▸ **Dataset excerpts**
──────────────────────────────

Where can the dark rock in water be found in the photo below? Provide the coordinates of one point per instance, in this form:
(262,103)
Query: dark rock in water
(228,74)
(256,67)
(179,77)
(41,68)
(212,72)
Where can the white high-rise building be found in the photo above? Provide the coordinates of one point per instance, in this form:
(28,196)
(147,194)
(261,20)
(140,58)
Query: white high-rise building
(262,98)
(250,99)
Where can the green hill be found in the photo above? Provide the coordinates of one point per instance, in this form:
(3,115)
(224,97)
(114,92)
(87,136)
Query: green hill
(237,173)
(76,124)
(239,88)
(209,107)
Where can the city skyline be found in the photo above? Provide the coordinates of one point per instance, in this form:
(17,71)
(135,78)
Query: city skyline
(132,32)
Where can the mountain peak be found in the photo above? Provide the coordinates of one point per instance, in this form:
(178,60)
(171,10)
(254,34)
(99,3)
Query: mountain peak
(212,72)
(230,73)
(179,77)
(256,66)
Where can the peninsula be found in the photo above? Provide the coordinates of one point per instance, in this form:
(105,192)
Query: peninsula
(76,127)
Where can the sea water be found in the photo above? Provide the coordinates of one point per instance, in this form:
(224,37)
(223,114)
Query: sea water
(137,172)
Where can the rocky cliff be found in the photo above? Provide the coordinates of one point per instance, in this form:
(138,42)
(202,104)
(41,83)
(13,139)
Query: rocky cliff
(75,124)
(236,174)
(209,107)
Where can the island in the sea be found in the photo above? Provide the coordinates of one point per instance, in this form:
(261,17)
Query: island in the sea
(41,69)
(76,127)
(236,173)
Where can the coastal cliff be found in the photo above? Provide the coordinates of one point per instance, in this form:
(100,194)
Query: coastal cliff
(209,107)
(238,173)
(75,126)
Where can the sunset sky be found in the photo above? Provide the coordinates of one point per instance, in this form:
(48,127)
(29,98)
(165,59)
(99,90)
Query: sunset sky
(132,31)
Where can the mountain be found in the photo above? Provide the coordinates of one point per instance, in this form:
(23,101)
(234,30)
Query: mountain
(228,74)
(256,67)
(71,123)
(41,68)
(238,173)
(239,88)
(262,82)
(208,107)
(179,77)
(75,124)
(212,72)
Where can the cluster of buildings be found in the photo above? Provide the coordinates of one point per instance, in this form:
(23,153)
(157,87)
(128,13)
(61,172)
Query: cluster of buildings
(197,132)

──────────────────────────────

▸ **What the task asks**
Reproduce all of the material above, replacing each occurrence of "coordinates" with "positions" and leaving everything else unchanged.

▸ **The answer**
Where can the dark rock in water be found in the photo below? Provide the positions of one point per instance, in this form:
(262,103)
Query: dark rock in water
(228,74)
(256,67)
(179,77)
(41,68)
(212,72)
Where can the white high-rise building be found in the photo above? Provide the positions of one point per instance, in this form:
(28,196)
(147,194)
(261,20)
(140,58)
Query: white high-rise building
(262,98)
(250,99)
Where can the green hill be found in the photo above? Provide the positions of one point per instance, in this form:
(3,115)
(224,97)
(114,92)
(87,136)
Query: green hill
(237,173)
(76,124)
(239,88)
(209,107)
Where can the city skyline be found in the photo above? Provide the positions of one point per instance, in this form:
(17,71)
(135,78)
Query: city skyline
(132,32)
Where can the mountain peak be found in the photo above? Provide the positions of one point per instance, in this form:
(178,60)
(171,10)
(254,34)
(99,3)
Query: mountain peak
(212,72)
(230,73)
(179,77)
(256,66)
Where can the peninsula be found in the photo above? Provide the positions of one point per instance, in this form:
(105,192)
Query: peninsula
(76,127)
Where can the sea water be found in the photo above? Provide the positions of one point per instance, in this form:
(224,37)
(223,114)
Query: sea water
(137,172)
Where can the rocky cliff be found in the photo above? Provide the positions of one point per instance, in this form:
(138,42)
(202,104)
(41,83)
(13,139)
Query: rocky cliff
(75,124)
(236,174)
(209,107)
Where can the island in the sea be found in the photo above? Provide the positions of one point per instance, in this form:
(261,17)
Query: island in the sea
(41,69)
(76,127)
(236,173)
Where can the coastal cliff be found in the photo above? Provide the positions of one point per instance, in this form:
(100,194)
Query: coastal cliff
(209,107)
(238,173)
(75,126)
Where can the sunset sky be found in the photo above? Provide the positions of one point per instance, in this form:
(48,127)
(29,98)
(165,59)
(99,90)
Query: sunset sky
(132,31)
Where can the mountain be found in the photo above? Provide the positions of one point per instance, in this form:
(23,101)
(234,30)
Query: mountain
(228,74)
(256,67)
(71,123)
(41,68)
(238,173)
(239,88)
(262,82)
(208,107)
(179,77)
(75,124)
(212,72)
Where can the cluster of buildings be found in the photo above? Provide the positions of one point per instance, in this form:
(23,153)
(157,87)
(128,13)
(61,172)
Query: cluster of buildings
(197,132)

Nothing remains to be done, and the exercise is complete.